### SHORT PROBLEM
Select every line in the rows below that contains the string "tree", matching its case exactly.
==== EXERCISE INPUTS ====
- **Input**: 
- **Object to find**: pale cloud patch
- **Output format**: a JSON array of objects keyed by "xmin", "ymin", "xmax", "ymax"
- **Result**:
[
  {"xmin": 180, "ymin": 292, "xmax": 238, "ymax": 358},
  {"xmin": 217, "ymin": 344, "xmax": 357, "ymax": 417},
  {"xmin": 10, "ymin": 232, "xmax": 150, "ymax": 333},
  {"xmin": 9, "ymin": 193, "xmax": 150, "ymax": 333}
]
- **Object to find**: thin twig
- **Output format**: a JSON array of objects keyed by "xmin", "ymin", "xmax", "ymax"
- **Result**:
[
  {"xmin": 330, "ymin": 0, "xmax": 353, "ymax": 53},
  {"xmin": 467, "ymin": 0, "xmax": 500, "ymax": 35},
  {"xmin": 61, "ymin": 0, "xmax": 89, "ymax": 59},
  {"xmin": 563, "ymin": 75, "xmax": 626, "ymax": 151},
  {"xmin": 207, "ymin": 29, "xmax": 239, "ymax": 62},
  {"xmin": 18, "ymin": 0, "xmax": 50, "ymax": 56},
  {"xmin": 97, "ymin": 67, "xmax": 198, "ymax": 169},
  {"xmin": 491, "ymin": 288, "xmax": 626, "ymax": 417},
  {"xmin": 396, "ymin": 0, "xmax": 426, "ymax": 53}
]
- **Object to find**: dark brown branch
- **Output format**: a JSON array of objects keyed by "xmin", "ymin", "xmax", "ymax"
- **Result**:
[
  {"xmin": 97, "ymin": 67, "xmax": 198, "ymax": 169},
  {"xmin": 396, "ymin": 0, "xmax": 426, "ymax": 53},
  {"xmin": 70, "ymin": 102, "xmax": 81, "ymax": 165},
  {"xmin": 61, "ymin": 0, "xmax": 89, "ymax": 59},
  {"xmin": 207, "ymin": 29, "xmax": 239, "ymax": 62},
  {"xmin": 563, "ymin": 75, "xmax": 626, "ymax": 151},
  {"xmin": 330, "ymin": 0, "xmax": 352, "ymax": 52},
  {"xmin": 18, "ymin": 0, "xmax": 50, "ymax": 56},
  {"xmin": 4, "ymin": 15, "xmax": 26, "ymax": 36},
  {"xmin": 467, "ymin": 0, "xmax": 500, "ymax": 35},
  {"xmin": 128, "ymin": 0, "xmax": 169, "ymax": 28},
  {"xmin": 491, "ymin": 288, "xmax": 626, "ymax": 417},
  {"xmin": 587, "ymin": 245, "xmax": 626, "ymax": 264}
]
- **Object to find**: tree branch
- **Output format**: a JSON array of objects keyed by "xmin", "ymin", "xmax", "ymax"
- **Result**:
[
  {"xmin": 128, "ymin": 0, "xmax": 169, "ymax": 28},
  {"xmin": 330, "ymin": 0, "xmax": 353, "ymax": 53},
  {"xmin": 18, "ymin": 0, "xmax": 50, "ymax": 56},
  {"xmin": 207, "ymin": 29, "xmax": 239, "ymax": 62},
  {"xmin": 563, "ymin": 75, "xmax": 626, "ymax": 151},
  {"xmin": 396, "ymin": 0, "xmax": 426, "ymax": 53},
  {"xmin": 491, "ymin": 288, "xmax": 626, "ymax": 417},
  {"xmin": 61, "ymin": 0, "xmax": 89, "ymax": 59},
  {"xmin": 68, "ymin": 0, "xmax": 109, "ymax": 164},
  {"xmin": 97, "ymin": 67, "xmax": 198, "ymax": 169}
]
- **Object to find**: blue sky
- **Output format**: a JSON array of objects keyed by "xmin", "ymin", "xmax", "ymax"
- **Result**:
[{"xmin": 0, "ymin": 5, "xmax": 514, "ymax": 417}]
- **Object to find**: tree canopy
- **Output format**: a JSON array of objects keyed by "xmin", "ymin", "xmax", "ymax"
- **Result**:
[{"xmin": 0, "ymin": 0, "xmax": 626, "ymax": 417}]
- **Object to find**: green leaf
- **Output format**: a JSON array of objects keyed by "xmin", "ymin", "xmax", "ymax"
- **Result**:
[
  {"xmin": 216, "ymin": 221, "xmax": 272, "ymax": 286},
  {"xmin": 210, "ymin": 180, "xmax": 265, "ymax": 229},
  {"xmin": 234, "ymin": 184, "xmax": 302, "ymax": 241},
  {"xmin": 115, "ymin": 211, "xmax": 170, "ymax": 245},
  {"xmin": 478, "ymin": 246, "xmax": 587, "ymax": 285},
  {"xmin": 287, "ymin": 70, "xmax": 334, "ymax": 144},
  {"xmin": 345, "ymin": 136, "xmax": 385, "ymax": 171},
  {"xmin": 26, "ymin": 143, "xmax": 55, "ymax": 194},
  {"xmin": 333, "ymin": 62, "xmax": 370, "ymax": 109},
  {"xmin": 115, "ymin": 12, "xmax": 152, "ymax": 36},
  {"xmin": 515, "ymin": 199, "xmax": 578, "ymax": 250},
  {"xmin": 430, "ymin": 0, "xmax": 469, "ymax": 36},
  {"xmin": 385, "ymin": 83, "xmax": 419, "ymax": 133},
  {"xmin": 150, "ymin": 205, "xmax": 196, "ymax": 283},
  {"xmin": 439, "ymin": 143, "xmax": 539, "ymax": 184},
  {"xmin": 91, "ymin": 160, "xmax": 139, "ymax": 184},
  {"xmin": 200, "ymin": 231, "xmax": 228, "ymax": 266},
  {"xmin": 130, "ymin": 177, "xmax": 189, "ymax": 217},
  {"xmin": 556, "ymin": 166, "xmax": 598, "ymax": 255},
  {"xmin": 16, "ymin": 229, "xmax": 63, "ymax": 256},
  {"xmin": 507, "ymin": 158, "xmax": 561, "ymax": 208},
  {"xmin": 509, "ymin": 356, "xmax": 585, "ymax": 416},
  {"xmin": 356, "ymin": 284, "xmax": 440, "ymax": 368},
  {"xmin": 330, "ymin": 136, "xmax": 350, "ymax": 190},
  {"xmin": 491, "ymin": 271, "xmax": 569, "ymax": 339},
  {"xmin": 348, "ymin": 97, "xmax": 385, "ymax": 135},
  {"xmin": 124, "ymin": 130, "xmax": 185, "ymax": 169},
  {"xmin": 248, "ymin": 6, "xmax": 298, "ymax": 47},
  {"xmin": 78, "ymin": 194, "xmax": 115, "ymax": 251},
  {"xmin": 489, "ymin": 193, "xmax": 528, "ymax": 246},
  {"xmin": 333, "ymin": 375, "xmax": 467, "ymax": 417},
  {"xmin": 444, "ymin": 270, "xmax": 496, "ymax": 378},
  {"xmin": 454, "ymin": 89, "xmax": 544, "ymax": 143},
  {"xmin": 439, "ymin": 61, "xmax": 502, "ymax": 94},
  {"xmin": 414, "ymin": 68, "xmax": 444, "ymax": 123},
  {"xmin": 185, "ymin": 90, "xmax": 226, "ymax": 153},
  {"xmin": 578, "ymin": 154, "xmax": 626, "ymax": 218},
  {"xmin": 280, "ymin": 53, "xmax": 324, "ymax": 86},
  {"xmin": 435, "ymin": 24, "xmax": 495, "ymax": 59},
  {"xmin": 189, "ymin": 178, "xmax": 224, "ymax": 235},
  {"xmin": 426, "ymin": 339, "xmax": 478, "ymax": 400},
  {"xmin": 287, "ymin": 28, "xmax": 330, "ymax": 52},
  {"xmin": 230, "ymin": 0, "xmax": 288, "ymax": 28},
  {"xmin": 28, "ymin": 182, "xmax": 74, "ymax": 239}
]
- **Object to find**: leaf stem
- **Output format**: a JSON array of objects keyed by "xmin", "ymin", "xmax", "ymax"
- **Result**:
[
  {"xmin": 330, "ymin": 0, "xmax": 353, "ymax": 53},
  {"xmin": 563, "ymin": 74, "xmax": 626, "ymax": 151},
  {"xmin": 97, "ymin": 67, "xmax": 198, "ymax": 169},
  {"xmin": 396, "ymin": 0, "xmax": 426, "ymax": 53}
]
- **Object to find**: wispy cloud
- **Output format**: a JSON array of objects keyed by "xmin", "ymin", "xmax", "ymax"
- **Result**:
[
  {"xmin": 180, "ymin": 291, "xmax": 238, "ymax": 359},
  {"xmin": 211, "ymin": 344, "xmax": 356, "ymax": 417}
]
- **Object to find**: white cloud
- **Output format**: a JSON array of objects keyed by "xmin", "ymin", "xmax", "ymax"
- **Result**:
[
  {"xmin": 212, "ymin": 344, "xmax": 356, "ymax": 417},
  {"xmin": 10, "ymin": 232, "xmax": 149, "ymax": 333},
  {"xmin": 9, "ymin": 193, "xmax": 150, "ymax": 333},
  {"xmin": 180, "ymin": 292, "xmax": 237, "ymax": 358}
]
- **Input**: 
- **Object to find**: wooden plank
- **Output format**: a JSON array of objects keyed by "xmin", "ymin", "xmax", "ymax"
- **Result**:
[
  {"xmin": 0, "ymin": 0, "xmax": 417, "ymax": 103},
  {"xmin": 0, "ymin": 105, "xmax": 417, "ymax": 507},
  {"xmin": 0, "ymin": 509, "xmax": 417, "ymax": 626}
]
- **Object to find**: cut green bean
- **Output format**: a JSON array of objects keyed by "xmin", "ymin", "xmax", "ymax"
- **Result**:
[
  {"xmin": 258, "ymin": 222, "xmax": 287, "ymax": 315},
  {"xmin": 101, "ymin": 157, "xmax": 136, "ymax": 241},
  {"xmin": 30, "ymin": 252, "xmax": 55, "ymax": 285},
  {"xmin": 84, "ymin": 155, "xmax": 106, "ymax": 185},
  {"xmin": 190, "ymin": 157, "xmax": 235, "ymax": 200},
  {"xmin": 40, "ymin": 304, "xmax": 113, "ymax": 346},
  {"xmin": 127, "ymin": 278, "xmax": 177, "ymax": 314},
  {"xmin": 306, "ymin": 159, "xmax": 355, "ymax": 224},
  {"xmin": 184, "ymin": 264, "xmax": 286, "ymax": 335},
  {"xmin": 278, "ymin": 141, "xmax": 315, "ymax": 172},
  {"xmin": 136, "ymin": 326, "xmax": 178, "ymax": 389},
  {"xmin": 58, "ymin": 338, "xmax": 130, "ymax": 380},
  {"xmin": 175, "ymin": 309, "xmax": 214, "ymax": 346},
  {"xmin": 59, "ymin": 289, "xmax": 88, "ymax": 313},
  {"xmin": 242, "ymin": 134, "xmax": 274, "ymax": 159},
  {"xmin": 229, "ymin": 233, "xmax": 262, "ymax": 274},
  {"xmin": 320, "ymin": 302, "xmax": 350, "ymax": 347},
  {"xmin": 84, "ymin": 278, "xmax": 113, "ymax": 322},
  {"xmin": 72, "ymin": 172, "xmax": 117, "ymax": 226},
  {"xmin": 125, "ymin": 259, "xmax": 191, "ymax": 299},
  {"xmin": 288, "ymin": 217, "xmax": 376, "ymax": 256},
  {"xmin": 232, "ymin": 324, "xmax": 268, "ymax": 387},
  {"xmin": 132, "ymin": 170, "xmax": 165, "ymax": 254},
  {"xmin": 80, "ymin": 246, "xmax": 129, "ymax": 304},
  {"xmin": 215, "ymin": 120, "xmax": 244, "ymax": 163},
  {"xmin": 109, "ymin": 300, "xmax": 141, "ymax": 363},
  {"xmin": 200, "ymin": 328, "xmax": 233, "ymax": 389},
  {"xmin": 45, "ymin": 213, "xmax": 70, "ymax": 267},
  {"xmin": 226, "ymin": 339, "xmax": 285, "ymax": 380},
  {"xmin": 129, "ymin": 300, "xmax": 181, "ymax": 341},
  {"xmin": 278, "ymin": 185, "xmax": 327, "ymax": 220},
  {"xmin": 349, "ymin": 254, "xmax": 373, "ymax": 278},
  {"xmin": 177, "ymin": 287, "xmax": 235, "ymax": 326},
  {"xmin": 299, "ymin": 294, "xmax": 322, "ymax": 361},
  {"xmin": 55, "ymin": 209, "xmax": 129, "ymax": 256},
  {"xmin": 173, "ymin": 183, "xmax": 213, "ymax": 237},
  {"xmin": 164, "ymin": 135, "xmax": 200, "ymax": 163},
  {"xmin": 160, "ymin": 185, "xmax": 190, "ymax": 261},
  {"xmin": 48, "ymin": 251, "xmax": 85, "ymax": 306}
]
====
### COMPLETE ANSWER
- **Object to find**: tree branch
- **Object to find**: tree canopy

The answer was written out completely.